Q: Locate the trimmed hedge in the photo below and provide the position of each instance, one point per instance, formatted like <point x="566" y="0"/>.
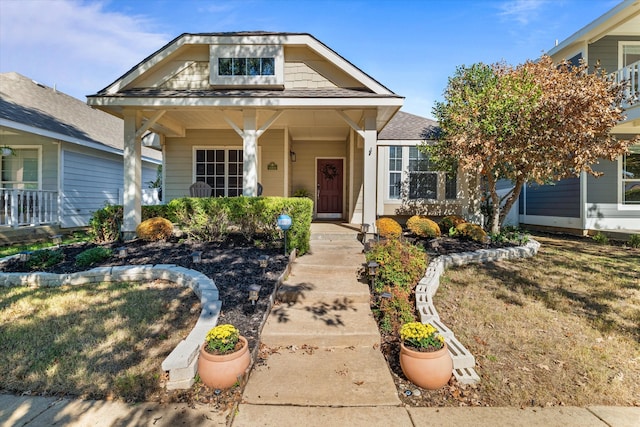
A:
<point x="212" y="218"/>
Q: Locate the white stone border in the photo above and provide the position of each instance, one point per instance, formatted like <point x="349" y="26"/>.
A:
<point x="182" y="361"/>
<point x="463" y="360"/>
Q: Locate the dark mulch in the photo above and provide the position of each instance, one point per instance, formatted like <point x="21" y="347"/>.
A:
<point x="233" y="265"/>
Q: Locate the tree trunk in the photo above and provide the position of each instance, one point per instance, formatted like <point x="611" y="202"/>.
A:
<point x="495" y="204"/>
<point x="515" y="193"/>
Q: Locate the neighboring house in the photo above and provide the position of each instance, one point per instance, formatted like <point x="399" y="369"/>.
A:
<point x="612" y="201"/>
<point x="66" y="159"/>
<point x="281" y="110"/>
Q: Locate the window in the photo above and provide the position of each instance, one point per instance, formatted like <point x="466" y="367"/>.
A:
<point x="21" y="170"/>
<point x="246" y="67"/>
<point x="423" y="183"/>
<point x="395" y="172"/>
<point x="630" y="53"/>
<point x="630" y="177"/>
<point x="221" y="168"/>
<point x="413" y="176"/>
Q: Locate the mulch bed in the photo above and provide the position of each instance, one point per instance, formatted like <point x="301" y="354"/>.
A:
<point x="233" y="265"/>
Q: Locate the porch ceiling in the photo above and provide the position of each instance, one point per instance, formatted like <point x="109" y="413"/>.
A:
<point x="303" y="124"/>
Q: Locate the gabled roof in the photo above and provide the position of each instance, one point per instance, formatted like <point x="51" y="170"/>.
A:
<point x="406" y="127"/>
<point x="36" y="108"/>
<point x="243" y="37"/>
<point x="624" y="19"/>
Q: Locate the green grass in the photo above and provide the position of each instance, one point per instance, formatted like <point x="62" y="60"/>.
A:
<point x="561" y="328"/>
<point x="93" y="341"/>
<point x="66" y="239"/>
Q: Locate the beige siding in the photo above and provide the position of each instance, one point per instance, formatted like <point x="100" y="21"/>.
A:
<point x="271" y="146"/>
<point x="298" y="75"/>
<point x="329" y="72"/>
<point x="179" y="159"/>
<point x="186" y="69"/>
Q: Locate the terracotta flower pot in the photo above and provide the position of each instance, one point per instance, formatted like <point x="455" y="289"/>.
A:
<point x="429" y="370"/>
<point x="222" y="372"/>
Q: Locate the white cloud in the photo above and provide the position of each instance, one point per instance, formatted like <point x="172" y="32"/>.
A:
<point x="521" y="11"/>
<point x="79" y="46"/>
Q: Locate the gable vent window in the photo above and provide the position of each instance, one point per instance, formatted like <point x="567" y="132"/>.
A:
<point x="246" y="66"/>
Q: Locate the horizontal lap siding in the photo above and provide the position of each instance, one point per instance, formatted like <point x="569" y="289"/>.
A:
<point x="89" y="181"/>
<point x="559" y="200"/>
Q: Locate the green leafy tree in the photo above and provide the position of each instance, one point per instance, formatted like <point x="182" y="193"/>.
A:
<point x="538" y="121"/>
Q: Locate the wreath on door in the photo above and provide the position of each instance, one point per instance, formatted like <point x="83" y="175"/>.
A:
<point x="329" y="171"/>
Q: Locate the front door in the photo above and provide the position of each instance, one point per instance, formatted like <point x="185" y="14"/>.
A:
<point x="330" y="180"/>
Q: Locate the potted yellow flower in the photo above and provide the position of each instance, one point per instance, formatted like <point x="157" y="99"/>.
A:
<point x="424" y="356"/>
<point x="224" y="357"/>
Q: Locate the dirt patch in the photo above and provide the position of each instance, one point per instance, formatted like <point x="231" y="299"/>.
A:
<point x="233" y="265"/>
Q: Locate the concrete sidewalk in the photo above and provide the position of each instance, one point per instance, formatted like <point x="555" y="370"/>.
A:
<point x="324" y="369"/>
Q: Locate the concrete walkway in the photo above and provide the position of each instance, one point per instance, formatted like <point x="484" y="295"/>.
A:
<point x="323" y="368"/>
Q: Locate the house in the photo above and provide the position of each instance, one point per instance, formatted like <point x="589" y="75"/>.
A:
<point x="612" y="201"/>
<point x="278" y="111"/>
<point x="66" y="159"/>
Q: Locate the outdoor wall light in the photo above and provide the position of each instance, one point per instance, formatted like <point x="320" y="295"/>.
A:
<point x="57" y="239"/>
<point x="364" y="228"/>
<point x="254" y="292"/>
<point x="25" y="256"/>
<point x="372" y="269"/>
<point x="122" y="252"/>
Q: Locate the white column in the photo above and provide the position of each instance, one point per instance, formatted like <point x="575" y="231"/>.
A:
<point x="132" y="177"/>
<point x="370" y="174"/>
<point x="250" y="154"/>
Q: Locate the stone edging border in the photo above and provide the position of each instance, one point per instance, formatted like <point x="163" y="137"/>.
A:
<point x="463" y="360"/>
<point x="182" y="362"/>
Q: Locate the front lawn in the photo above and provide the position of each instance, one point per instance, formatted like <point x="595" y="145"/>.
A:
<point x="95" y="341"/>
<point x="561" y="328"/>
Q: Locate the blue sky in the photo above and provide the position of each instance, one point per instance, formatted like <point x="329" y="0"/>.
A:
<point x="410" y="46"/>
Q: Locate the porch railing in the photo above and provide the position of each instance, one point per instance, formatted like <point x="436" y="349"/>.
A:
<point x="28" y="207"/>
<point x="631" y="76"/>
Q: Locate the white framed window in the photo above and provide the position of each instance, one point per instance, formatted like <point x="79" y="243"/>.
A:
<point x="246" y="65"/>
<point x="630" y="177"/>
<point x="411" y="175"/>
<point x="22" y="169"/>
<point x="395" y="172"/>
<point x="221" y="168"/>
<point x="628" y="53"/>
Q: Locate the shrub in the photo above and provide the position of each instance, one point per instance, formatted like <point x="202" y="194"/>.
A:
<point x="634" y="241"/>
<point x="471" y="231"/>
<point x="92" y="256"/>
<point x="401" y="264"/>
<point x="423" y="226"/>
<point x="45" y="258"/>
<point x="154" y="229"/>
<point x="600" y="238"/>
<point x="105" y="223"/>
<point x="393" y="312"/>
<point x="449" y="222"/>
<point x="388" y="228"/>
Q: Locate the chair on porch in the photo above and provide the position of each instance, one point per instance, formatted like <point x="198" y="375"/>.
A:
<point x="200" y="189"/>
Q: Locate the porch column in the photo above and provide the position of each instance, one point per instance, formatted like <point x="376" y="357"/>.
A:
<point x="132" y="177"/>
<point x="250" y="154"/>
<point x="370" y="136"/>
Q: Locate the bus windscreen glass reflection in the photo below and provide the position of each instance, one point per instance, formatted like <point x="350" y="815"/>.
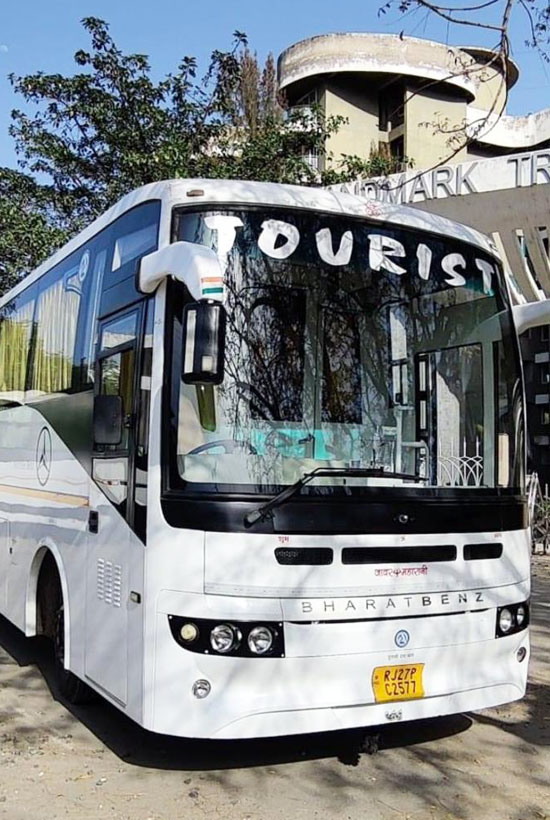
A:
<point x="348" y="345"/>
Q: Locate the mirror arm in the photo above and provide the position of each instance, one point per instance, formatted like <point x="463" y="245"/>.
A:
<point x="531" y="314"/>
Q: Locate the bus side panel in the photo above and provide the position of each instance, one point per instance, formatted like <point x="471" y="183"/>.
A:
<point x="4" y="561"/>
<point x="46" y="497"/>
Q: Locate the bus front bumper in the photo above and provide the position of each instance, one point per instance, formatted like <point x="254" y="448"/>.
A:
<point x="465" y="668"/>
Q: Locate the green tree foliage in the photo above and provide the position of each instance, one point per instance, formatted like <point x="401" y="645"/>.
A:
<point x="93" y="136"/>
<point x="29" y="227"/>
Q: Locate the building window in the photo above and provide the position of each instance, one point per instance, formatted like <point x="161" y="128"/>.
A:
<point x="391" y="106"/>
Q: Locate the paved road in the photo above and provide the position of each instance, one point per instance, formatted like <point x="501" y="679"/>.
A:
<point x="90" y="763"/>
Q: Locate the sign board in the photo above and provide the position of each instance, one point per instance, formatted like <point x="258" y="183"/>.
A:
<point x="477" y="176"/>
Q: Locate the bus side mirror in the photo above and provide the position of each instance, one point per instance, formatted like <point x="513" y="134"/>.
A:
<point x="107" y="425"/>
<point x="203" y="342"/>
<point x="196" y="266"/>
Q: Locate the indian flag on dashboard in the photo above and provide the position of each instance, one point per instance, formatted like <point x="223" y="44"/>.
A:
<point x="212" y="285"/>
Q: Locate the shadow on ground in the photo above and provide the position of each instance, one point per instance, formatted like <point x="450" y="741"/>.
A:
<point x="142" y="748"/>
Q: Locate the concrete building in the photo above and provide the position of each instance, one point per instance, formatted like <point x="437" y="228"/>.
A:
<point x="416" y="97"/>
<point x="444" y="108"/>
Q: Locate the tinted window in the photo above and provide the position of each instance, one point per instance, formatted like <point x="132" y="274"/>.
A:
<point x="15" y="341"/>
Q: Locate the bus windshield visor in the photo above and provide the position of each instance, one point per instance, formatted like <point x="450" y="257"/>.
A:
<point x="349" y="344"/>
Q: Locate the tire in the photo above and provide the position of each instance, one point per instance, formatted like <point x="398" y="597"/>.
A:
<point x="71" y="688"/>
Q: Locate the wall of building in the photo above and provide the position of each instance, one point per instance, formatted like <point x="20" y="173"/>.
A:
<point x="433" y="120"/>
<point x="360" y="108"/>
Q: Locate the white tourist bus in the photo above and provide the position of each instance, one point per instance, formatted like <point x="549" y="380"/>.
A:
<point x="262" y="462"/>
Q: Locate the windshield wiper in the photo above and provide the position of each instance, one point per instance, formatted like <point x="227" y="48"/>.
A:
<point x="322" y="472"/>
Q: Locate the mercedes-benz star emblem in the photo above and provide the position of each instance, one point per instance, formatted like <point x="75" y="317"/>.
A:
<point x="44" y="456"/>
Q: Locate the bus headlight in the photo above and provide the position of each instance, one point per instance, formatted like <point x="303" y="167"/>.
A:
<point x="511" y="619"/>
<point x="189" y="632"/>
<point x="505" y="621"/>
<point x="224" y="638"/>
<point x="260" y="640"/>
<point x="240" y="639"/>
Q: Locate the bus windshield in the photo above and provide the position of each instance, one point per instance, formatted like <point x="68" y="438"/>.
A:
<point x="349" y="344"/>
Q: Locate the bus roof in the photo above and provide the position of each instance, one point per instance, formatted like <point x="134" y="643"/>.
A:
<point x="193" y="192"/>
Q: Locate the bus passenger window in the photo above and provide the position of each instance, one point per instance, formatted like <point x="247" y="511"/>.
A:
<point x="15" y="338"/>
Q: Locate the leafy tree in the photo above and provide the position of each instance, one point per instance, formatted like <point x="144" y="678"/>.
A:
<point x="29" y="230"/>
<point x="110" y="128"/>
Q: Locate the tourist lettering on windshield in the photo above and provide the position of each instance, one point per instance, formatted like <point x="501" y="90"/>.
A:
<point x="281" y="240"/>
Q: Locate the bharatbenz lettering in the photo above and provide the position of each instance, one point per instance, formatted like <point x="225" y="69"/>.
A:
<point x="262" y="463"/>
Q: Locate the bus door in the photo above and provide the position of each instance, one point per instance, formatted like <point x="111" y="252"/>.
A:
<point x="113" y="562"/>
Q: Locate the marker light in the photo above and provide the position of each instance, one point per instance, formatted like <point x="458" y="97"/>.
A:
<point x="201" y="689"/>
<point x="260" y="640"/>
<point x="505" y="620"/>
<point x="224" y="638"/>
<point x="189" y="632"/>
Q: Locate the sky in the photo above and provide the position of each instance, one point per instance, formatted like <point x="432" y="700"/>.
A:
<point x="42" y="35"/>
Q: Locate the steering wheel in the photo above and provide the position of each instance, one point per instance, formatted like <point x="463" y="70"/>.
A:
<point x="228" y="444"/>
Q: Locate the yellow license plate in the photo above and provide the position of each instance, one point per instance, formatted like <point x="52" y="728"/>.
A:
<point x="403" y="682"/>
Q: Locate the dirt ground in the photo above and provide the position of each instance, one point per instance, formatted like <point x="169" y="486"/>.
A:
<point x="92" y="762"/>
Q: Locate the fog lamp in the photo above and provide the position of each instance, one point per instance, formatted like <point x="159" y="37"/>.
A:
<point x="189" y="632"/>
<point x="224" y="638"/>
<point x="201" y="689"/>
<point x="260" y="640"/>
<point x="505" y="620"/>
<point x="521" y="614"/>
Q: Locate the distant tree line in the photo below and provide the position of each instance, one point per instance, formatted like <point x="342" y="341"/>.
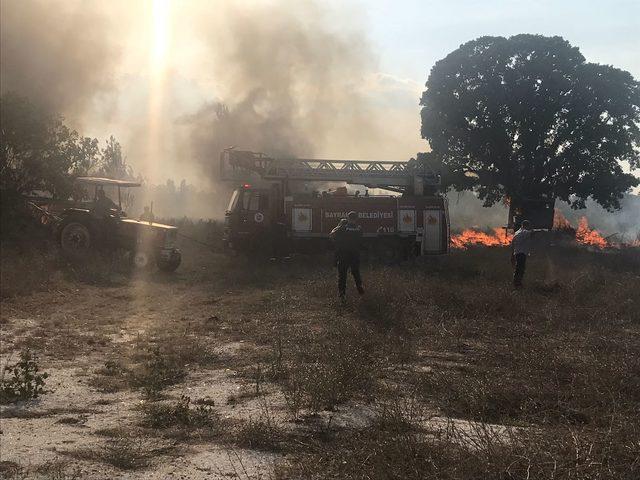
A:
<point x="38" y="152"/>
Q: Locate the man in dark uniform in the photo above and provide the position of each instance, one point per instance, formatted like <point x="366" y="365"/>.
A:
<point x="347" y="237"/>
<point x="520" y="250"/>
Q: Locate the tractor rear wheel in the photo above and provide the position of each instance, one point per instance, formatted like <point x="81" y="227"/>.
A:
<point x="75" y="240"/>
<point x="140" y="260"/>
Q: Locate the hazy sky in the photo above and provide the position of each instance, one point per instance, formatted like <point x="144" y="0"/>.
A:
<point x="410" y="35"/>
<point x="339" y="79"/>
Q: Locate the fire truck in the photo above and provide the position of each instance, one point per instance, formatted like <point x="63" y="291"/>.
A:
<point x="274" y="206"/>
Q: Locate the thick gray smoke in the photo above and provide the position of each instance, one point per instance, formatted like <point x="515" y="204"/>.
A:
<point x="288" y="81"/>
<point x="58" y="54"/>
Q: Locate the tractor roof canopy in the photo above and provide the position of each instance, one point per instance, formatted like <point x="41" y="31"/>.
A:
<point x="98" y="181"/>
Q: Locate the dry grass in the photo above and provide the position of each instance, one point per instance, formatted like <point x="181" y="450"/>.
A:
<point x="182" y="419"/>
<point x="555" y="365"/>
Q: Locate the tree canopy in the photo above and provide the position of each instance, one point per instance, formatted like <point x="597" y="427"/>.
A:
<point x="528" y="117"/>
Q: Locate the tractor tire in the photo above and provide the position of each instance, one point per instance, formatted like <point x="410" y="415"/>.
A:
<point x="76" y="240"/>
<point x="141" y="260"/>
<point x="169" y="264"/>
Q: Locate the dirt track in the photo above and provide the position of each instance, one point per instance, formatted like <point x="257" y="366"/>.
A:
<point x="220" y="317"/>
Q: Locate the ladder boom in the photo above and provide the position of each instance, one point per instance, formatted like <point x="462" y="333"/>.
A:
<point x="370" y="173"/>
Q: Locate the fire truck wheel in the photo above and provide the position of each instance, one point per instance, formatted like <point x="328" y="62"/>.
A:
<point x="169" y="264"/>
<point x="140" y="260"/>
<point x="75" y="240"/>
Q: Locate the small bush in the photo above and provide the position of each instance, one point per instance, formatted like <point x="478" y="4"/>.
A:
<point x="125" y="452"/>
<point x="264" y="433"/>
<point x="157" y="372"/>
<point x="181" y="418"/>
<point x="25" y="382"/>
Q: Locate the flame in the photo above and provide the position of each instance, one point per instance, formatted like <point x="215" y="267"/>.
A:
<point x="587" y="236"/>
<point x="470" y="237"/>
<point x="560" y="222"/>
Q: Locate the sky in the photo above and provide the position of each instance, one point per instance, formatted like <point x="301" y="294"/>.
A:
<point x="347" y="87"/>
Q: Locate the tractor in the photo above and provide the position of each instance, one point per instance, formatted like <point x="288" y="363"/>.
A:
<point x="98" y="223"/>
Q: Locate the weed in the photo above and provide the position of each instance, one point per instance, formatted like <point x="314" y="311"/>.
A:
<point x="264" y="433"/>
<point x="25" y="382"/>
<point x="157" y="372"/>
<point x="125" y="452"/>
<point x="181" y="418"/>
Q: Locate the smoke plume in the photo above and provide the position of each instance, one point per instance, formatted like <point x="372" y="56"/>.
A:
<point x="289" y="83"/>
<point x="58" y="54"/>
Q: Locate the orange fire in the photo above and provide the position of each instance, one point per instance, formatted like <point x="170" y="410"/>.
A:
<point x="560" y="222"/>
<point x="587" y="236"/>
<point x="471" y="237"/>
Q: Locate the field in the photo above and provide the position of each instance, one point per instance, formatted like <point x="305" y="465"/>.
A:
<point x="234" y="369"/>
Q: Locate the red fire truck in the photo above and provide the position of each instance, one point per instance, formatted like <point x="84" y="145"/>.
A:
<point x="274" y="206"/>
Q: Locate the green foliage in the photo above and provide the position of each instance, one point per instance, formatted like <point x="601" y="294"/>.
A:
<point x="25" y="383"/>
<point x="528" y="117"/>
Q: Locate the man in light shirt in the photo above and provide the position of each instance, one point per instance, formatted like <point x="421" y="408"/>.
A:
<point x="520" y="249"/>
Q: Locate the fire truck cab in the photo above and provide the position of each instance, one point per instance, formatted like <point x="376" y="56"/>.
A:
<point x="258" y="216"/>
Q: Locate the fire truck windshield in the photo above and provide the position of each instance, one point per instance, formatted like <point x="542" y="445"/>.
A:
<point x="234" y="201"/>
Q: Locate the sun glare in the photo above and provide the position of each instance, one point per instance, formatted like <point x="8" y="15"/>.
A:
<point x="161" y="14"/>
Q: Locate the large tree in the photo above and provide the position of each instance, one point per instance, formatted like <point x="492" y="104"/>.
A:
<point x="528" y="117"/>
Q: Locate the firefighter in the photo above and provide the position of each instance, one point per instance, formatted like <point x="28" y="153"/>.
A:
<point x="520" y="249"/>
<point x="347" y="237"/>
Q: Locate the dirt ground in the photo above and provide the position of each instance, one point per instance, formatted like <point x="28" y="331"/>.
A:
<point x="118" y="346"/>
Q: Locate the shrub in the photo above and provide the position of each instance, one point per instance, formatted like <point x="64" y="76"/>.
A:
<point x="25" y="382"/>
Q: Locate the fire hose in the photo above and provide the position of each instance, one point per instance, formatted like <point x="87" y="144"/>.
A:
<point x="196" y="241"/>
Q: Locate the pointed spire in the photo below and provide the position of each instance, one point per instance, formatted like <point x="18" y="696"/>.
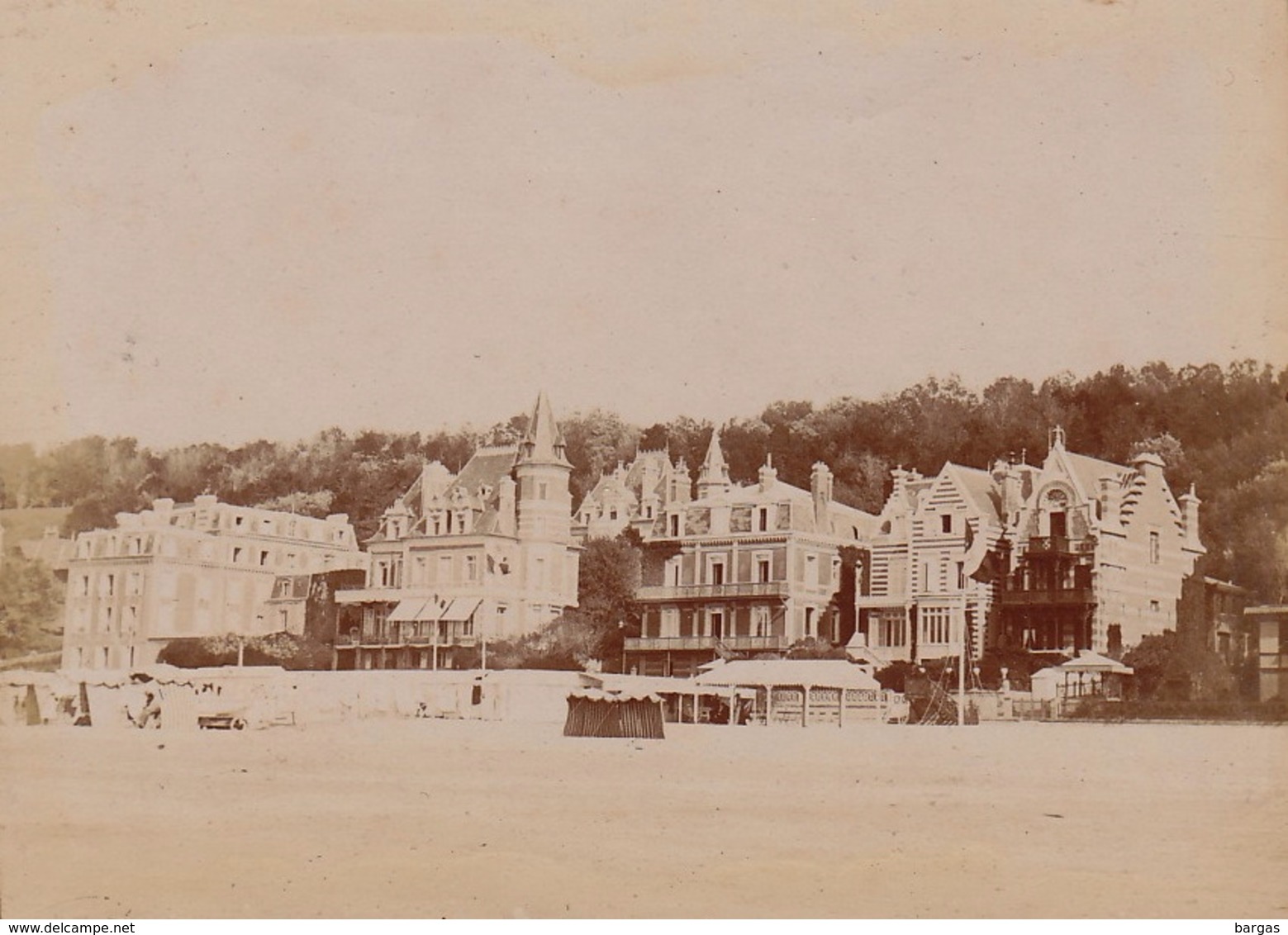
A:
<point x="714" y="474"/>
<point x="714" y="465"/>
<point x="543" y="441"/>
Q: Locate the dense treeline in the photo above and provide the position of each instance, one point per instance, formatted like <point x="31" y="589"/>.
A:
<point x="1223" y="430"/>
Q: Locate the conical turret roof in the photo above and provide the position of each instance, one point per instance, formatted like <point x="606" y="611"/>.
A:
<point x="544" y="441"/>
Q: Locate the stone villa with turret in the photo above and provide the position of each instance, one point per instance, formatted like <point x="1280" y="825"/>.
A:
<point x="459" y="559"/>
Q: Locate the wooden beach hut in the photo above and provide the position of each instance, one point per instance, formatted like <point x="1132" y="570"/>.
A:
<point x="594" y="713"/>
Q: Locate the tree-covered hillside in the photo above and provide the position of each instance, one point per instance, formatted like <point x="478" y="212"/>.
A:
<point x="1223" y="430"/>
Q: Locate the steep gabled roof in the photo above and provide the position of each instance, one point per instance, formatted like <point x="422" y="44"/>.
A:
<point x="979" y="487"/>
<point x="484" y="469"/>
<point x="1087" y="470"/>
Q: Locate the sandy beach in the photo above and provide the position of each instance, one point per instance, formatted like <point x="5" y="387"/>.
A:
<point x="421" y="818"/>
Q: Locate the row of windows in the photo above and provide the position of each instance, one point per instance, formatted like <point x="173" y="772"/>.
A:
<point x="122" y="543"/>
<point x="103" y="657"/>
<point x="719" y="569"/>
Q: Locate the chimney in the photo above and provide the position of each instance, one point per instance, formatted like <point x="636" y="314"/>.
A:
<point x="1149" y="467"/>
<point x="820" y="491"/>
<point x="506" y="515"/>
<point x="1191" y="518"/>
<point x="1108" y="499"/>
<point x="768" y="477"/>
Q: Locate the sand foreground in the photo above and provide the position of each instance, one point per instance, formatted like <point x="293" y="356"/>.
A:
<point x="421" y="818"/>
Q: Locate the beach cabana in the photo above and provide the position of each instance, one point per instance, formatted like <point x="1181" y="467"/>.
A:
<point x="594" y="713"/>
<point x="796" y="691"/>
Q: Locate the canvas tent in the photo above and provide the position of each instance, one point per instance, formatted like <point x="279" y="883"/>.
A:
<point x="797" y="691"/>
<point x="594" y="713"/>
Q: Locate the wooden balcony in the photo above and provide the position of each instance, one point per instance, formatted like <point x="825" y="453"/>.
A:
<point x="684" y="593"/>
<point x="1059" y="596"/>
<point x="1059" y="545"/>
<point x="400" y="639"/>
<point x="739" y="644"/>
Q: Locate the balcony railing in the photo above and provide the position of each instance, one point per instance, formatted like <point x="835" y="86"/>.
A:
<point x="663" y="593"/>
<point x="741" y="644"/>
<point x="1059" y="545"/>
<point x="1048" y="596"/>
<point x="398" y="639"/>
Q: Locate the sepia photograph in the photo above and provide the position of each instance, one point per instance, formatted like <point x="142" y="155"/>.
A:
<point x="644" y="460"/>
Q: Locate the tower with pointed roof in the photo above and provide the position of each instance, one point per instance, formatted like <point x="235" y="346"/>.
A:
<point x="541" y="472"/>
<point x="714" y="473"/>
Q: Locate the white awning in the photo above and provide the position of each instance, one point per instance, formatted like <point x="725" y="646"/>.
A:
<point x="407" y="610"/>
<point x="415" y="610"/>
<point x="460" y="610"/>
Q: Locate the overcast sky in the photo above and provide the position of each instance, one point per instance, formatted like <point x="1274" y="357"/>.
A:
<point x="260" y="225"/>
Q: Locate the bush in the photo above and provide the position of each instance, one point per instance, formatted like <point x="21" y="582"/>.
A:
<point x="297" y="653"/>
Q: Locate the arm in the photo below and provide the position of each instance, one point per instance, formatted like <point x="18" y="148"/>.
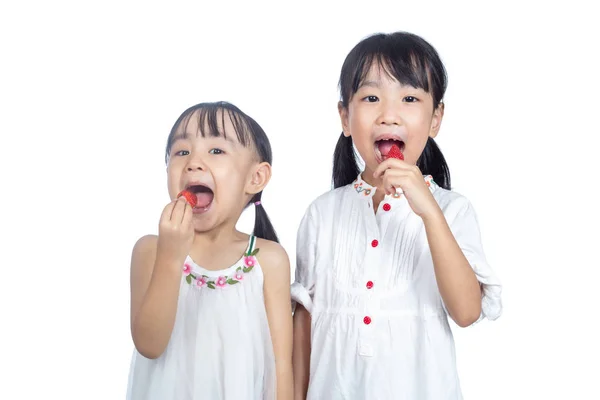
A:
····················
> _WHAT THE EXERCISE ASKS_
Pictures are not part of the copy. Extract exactly the lines from the line containing "Q: Locate the wooden balcony" through the final line of the entries above, both included.

> _CORRECT ANSWER_
Q: Locate the wooden balcony in the photo above and provide the position of each instance, one point per instance, formatted like <point x="825" y="453"/>.
A:
<point x="684" y="593"/>
<point x="1059" y="596"/>
<point x="1059" y="545"/>
<point x="400" y="639"/>
<point x="739" y="644"/>
Q: Locate the balcony railing in the photo above and provide the position of each instance, one point per instance, formatted like <point x="835" y="86"/>.
A:
<point x="663" y="593"/>
<point x="741" y="644"/>
<point x="1059" y="545"/>
<point x="1048" y="596"/>
<point x="398" y="639"/>
Q: Locate the sepia photograph in the photo above and provide the position of each instance, one point per instance, formatted like <point x="142" y="155"/>.
A:
<point x="644" y="460"/>
Q: Locate the tower with pointed roof in the photo above and provide the position of each instance, one point per instance, formatted like <point x="235" y="346"/>.
A:
<point x="541" y="472"/>
<point x="714" y="473"/>
Q: Locate the white awning in the photo above and provide the position of each instance, one point per instance, formatted like <point x="725" y="646"/>.
A:
<point x="407" y="610"/>
<point x="415" y="610"/>
<point x="460" y="610"/>
Q: Locate the overcast sky in the photo above and provide the position of each instance, one point per instance, formatted like <point x="1274" y="357"/>.
A:
<point x="260" y="225"/>
Q: Locate the bush in the photo above and provide the position of each instance, one point per instance, formatted like <point x="21" y="582"/>.
A:
<point x="297" y="653"/>
Q: Locate the arm in the photo below and provide the position of each instance, one point per instance, formatted like <point x="18" y="148"/>.
A:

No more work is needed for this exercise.